Reading passage

Innovative technologies help lower subsea boosting costs

Feb. 2, 2018
Investments in low-cost boosting systems yield high rates of return. Reductions in upfront capex requirements for mudline boosting systems, combined with the increased returns that the systems enable, indicate that mudline boosting can provide the highest return on capital employed (ROCE) amongst competing IOR technologies. Consequently, capital cycle times are reduced, freeing up cash for additional revenue generation.

D. Wiles

J. Davalath


Investments in low-cost boosting systems yield high rates of return. Reductions in upfront capex requirements for mudline boosting systems, combined with the increased returns that the systems enable, indicate that mudline boosting can provide the highest return on capital employed (ROCE) amongst competing IOR technologies. Consequently, capital cycle times are reduced, freeing up cash for additional revenue generation.

Analyses of well and reservoir conditions suggest that there are hundreds of wells worldwide that have the economic potential for low-cost subsea boosting systems. The return on investment (ROI) for the subsea boosting system in these cases can range from 250% to greater than 500%.

3.2 MW subsea pump module within submerged test pit. (All images courtesy TechnipFMC)

Developments to reduce complexity, introduce standardization, minimize the size and weight of boosting stations, implement integrated project strategies and maximize the use of existing infrastructure in brownfield applications have enabled operators to unlock a tremendous amount of value with subsea boosting systems.

Further, opex reductions, achieved through minimizing startup time with innovative barrier-fluid systems, reducing pump repair and refurbishment time and improving reliability, have reduced the cost of ownership. As a result, multiple subsea boosting projects have been awarded in a low commodity price environment.

To quantify the benefits attainable with the new low-cost boosting systems, a case study was developed which demonstrates the benefit of the addition of a pump to a brownfield installation. The results show that a 500% ROI can be achieved for this case, with oil prices at $50/bbl. Similar results have been obtained in analyses of other fields.

The goal here is to describe the case study that provides guidance on the ROCE benefits, and describe the improvements that have been made to enable such benefits.

Mudline boosting

The need to reduce the backpressure on producing wellheads, and increase the recovery factor from oil and gas reservoirs, is omnipresent in subsea fields. The decision to install subsea boosting at the mudline is made in the context of the incremental improvement in recovery achievable with a subsea pump versus the recovery achievable by producing the field naturally or by other IOR technologies. Operators have studied key oil-producing regions and have identified many instances in which mudline boosting is the most-viable alternative. Additionally, the installation of a mudline pump can enable field-layout optimization and/or increased tieback lengths.

Required task 1
Answer these questions from the subsea boosting article:
(a) What range of return on investment does the article give for subsea boosting in the hundreds of wells with economic potential?
(b) At what oil price was a 500% ROI achieved in the case study?
(c) Besides improving recovery, what two things can installing a mudline pump enable?
Required task 2
Reproduce the stretch of the subsea boosting article from "The need to" through "increased tieback lengths.".

Source excerpt
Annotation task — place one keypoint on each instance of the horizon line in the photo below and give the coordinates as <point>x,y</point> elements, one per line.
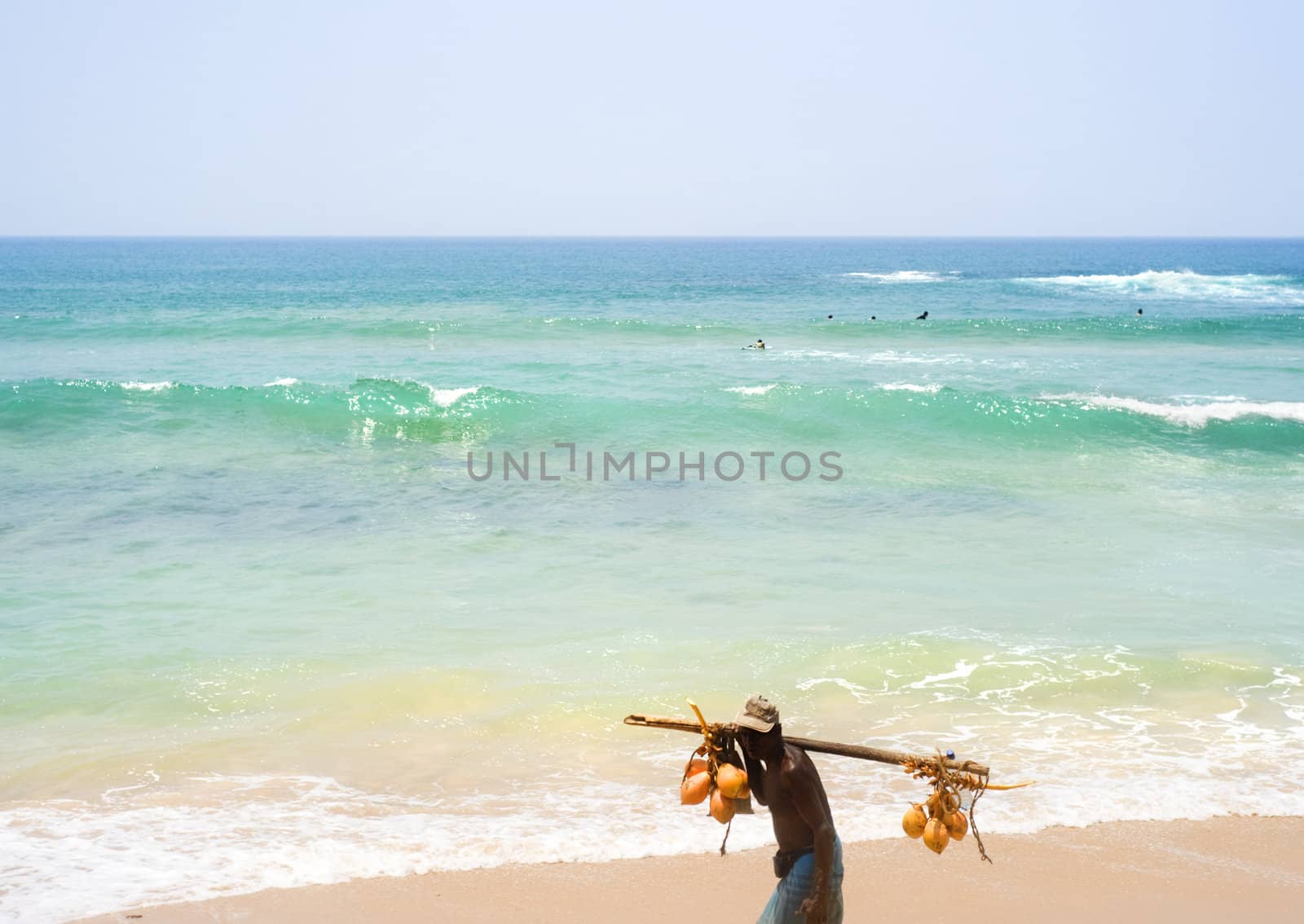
<point>658,237</point>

Result 1
(a) From 250% to greater than 500%.
(b) $50/bbl.
(c) Field-layout optimization and/or increased tieback lengths.

Result 2
The need to reduce the backpressure on producing wellheads, and increase the recovery factor from oil and gas reservoirs, is omnipresent in subsea fields. The decision to install subsea boosting at the mudline is made in the context of the incremental improvement in recovery achievable with a subsea pump versus the recovery achievable by producing the field naturally or by other IOR technologies. Operators have studied key oil-producing regions and have identified many instances in which mudline boosting is the most-viable alternative. Additionally, the installation of a mudline pump can enable field-layout optimization and/or increased tieback lengths.